**Text shown:**
□ □ □ □

Posts Tagged ‘stories’

Life’s desires create the chapters of our story

Monday, February 8th, 2010

by Jerry Waxler

Every time I finish reading a memoir, I wonder how the author turned life into a story. After years of trying, I believe I have found a simple formula. Each book follows the author from the seed of some desire, through the journey, until they achieve their goal. Now all I need to do is apply that formula to my own memories. For every desire that propelled me, I search for the path it forced me to travel.

When I review my life, I immediately see my desire to become an adult. I remember that journey well because I had to struggle so long and hard to make it. Many aspects of early life eluded me. I couldn’t figure out how to relate to my family, or my peers. I couldn’t figure out sex, or money, or where to live. As soon as I was able, I moved 1,000 miles, from the east coast to the Midwest, and when that wasn’t far enough, I moved to the other coast, 3,000 miles from Philadelphia.

We all face this fundamental need to grow up, so it’s not surprising that some of the most popular memoirs of our era have been about the complex, sometimes disturbing process of Coming of Age. For example, Frank McCourt’s “Angela’s Ashes,” Jeanette Walls’ “Glass Castle,” and Mary Karr’s “Liar’s Club,” all guide us through that period in the author’s life.

When we finally reached adulthood, we embark on the long middle, when career and family carry us along for decades. My long career journey, from foundry worker to technical writer and programmer, then on to graduate school for counseling psychology took up most of my life, a journey so long and complex I can only make sense of it by looking back. Amidst those years, I traveled a number of other important paths, each driven by some need for love, survival, success. The desires were different, but the cycle was the same: I wanted. I tried. I overcame obstacles. This cycle, repeated dozens of times, provided the raw material for stories through the middle of life.

Then aching knees and sagging skin announced the passing years. At first I clung to youth, creating the stereotypical mid-life crisis. Time moved further and soon, I faced a new challenge. At 62 years old, I must invent myself again, adapting to a new stage of body-mind development. I dub this period my Second Coming of Age.

To prevent some of my earlier errors, and hopefully smooth my path, I scan for stories through the years, bringing me to today. What desires are creating the next chapter of my life, right now? I make a list. More than ever, I want to “give back” to society. I also thirst for spirituality. And my passion for creativity, rather than fading, continues to intensify.

It turns out that writing my memoir satisfies most of these desires. Writing gives me a daily dose of creativity and skill-building. It helps me become more psychologically tuned to my self and my world. And it gives me opportunities to connect with writers and readers in a meaningful way. It even brings spiritual rewards. As I continue to discover the protagonist of my memoir, I look for deeper principles that will help me make sense of the entire book of my life.


Writing prompt

List the things you desired or needed during your first Coming of Age. Pick one desire and list the obstacles that stopped you from achieving that thing. Now write a scene that shows you facing and overcoming that obstacle.

□ □ □ □

**Supplied data:**
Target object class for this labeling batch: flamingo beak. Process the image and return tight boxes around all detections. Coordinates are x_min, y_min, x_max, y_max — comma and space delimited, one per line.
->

□ □ □ □

**Work to be completed:** Summarize the post on how life's desires shape memoir chapters in two sentences. The data has no connection to the post.

**Result below:** The author describes a memoir formula in which each story follows a desire through a journey until the goal is reached, and applies it to a life that includes a long struggle to become an adult, decades of career and family, and, at 62, a Second Coming of Age. Writing a memoir turns out to satisfy most of the author's current desires, providing daily creativity, meaningful connection with writers and readers, and even spiritual rewards.